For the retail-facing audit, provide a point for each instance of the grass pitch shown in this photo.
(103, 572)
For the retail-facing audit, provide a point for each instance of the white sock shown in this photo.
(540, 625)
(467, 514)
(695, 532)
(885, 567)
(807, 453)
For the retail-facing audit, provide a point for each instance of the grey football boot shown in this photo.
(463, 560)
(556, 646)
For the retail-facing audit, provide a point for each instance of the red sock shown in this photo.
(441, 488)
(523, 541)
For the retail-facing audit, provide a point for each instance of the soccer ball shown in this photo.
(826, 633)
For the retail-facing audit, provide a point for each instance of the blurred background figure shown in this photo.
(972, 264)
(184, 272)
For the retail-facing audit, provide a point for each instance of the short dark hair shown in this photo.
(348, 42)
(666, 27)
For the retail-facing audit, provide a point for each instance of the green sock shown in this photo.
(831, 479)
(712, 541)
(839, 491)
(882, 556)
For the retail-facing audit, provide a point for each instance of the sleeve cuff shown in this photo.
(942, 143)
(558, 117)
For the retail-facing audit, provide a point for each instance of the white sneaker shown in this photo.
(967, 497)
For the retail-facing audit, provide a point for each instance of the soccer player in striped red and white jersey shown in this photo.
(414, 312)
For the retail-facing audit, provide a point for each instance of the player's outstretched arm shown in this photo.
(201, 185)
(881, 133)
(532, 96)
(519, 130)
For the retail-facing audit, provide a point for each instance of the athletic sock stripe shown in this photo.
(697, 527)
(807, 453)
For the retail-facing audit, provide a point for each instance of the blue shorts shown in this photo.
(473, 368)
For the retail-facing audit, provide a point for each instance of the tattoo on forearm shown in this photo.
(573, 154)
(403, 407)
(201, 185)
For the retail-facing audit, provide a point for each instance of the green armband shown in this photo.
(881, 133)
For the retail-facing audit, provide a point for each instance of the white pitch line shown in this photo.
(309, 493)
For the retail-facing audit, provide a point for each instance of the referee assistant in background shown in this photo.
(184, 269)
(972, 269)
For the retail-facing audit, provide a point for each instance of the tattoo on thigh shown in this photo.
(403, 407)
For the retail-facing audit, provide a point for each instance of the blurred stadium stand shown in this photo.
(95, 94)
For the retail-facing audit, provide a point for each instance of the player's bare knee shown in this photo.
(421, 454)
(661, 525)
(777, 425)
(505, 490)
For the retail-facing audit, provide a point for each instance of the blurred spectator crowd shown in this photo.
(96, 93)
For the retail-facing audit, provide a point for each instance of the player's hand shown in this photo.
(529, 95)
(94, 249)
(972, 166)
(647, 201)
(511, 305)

════════

_PROBLEM DETAILS_:
Every record here must be output exactly, word for word.

_ANSWER SPACE_:
For the retail-facing audit, provide a point for each instance of the grass pitch shown in this photo.
(103, 572)
For the retail-facing audit, provide a point for each instance of the white sock shown in this photo.
(540, 625)
(467, 514)
(695, 532)
(885, 567)
(807, 453)
For the retail-facing audit, provide a point for each instance of the grey football boot shown in this photo.
(463, 560)
(556, 646)
For the retail-facing audit, provide a point for each instance of the red sock shown in this photo.
(441, 488)
(523, 541)
For the retail-facing audit, provide a point for each instance of the soccer ball shown in this photo.
(826, 633)
For the retail-facing audit, provide a point for each instance of the blurred background figure shown in this photo.
(972, 264)
(184, 272)
For the retail-facing audit, provide a point for each instance of the short dark hair shown in this photo.
(348, 42)
(666, 27)
For the retail-facing audit, provide a point for each instance of the green sock shown in this photo.
(831, 479)
(712, 541)
(839, 491)
(882, 556)
For the retail-facing audit, provide a point for each instance of the sleeve cuff shown in this photo.
(942, 143)
(558, 117)
For the retail-facing audit, provide a point for each instance of the white sneaker shown in this photo.
(967, 497)
For the retail-facing audit, provide a point for each instance of the soccer player in striped red and white jersey shown in this photo.
(414, 312)
For the retail-facing audit, provide a point for each instance of the player's outstretched arm shown in this photo.
(201, 185)
(881, 133)
(532, 96)
(519, 130)
For the retail-facing audit, provide a point for each instance of the athletic sock stripe shown in this photo.
(697, 527)
(807, 453)
For the retail-facing audit, provide a point for each instance of the blue shorts shown in this photo.
(473, 368)
For the retail-facing audit, provide a point for each instance of the tattoo on forearm shown in this photo.
(573, 154)
(403, 407)
(201, 185)
For the retail-facing audit, provide a point for each instance of the green armband shown in this photo.
(881, 133)
For the retail-facing audit, provide a point for each instance of the white pitch line shown in this photo.
(309, 493)
For the retail-facing audit, provide a point for each instance of the referee assistant in background shown in this photo.
(184, 269)
(972, 269)
For the retail-facing audit, provide a point for each instance of the tattoo on thigh shown in this photo.
(403, 407)
For the retail-facing audit, provide a point for each instance of the blurred stadium stand shown in this photo.
(95, 94)
For the retail-facing audit, provide a point for each instance of the player's bare knee shown in this photo.
(421, 454)
(661, 525)
(777, 425)
(505, 490)
For the retail-facing audit, provide a point for each instance of the blurred spectator crowd shown in this photo.
(96, 93)
For the retail-facing audit, provide a point for each instance of the player's hand shown in this photo.
(529, 95)
(94, 249)
(972, 166)
(647, 201)
(511, 305)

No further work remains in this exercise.